[Given request] List each line of the records below containing the word "that", treating uppercase and lowercase letters as distinct.

[Material shown]
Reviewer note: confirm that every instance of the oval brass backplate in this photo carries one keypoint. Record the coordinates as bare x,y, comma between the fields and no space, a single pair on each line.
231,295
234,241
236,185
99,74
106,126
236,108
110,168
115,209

* * *

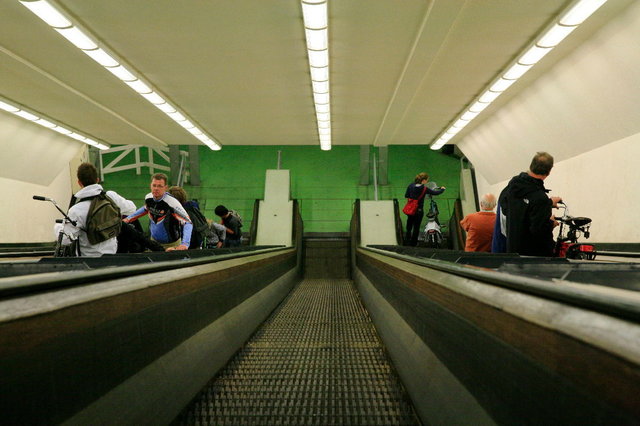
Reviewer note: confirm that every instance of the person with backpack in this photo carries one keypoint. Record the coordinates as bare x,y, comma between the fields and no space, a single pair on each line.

[Answer to the exercise]
Reviewer note: confirm that every instance of the oval brass backplate in this photo carries one keypoint. Record the coordinates as bare x,y, comma between the fields and no space, a single pair on each line.
Reviewer note: confirm that every instance of the person with backpack in this photo carries one keypoint. Record the coordinates as bare x,y, comma between the fields and no space, a single pair on each line.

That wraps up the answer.